Take the data that follows and retype it word for word.

• **Excerpts from a dataset**:

*** Begin section ***

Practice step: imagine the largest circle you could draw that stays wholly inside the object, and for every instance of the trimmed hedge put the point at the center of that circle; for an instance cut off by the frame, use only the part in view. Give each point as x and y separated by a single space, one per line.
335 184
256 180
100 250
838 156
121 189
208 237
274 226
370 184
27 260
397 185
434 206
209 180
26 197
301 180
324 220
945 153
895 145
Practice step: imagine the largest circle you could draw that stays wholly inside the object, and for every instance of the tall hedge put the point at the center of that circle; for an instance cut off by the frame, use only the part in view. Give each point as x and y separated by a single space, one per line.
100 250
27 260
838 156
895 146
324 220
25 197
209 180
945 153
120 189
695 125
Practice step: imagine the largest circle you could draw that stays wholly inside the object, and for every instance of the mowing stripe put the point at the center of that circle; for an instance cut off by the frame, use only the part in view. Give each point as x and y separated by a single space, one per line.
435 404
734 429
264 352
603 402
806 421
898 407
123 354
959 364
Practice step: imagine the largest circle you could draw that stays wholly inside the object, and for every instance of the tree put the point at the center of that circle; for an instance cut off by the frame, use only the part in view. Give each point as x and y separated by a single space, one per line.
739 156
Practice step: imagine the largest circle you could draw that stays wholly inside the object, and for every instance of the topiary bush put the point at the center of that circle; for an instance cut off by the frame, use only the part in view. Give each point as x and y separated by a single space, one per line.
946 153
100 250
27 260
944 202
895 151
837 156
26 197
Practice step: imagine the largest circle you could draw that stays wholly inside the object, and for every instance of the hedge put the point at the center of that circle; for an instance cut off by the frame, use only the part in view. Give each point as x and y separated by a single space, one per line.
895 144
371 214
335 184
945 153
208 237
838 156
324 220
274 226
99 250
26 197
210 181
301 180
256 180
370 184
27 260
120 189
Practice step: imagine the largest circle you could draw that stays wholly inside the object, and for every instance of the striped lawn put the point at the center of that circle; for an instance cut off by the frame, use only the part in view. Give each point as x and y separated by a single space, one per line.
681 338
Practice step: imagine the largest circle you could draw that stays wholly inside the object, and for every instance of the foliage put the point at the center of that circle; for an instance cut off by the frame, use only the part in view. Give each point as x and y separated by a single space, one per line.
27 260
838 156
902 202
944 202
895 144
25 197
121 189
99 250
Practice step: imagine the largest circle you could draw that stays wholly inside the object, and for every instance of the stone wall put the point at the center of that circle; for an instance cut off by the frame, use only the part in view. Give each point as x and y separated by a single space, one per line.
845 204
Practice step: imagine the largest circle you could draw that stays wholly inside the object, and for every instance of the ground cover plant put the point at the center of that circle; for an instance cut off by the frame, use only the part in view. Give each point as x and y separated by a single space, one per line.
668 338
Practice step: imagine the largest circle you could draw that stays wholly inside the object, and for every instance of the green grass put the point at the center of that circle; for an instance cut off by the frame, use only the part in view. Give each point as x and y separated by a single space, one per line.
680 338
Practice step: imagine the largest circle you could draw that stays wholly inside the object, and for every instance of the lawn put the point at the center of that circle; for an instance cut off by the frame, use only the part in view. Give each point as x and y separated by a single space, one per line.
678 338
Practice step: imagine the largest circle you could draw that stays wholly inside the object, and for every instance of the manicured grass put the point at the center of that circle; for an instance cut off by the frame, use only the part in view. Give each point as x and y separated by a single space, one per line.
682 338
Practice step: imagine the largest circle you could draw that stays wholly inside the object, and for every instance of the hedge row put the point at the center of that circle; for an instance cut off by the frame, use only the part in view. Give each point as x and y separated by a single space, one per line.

*** End section ***

• **Output of the exercise**:
Practice step: imagine the largest circle you could draw that stays wholly inside the object, and for every instance of the trimmed hedge put the point at the center of that circle; for an instance cut off by the frame, use only the part in view. Give each point as x and y separated by a single space, one per line.
335 184
256 180
100 250
838 156
121 189
208 237
274 226
370 184
27 260
397 185
434 206
209 180
26 197
301 180
324 220
945 153
895 145
Practice step: imagine the largest circle you could draw that stays wholly inside the object, and for every instance of the tall hedge put the point at the center of that circle; for an instance cut off by the frame, use only the part in view. Give each point as x and y separated by a single space, one per line.
100 250
27 260
838 156
895 146
324 220
25 197
209 180
945 153
120 189
695 125
Practice step: imagine the largest circle you could draw that stays wholly inside the object, and for every instance of the mowing stripe put the point at the center of that circle; for an instance cut off by the frame, use only the part in view. Give each point as x and y separated by a single space, one per line.
435 404
734 429
264 352
603 402
806 421
898 407
123 354
959 364
Practice step: imagine the largest circle you could draw that stays wholly inside the object, and for every instance of the tree put the point at the center of that circle; for an instance cut off by the frame, use only the part in view. Give each point as x and y separated by a single space, one per line.
739 156
Practice step: imagine the largest circle you could draw that stays wholly inside the object, and for every instance of the topiary bush put the point at the center of that circle; for an instance cut off by the frame, use only the part in view. Give each point as x and y separated by a single space, one per line.
946 153
100 250
27 260
944 202
895 151
837 156
26 197
Practice step: imagine the largest circle you could draw that stays wholly inside the object, and for every instance of the hedge put the point at the center of that circle; for an instance cut off by the frame, use only the part in view. Give each point as x and y separated by a single space, one per line.
895 144
371 214
335 184
945 153
208 237
838 156
324 220
274 226
99 250
26 197
210 181
301 180
256 180
370 184
27 260
120 189
Practice step: imagine the largest circle you could draw that stays wholly inside the object, and for every instance of the striped lawn put the point at the center of that circle; for an instance cut off by the frame, use only the part in view. Give each point as x and y separated by a single space, one per line.
681 338
Practice step: imagine the largest circle you could draw that stays wholly inside the object, and for every instance of the foliage put the point at the center of that circle; for an instance cut off by the frame, use only the part in view. Give each point as x and y separated by a single space, one per line.
27 260
838 156
902 202
944 202
895 144
25 197
121 189
99 250
Practice step: imagine the largest circle you could draw that stays wholly inside the object, and for every instance of the stone wall put the point at the center of that circle; for an instance cut off by the frame, use only the part in view. Give each point as x and y separated by a single space, one per line.
845 204
Practice step: imagine the largest circle you could draw that stays wholly inside the object, and for every instance of the ground cover plant put the point at the center of that circle; for an instance cut off by the frame, use only the part in view. Give each point as x and y separated by a single space, one per line.
668 338
Practice step: imagine the largest circle you could draw that stays wholly inside the object, and for every instance of the green grass put the point at the center of that circle; for an instance cut off by the frame, use only the part in view. Give each point as x and y separated by a single space, one per line.
680 338
Practice step: imagine the largest circle you could draw that stays wholly inside the object, and for every instance of the lawn put the point at the center of that circle; for an instance cut off by the frame, use only the part in view. Give each point as x and y separated by a single space, one per line.
678 338
Practice step: imagine the largest circle you could draw that stays wholly inside the object, and for every instance of the manicured grass put the point at the center of that circle; for an instance cut off by the frame, use only the part in view. Give each point as x and y separated by a single space, one per line.
682 338
Practice step: imagine the largest circle you could draw that stays wholly inside the object, and for every instance of the hedge row put the point at the center of that circle; for an instance cut off by the frame, use only the part in view. Give each point as x and y separated by a single space, one per line.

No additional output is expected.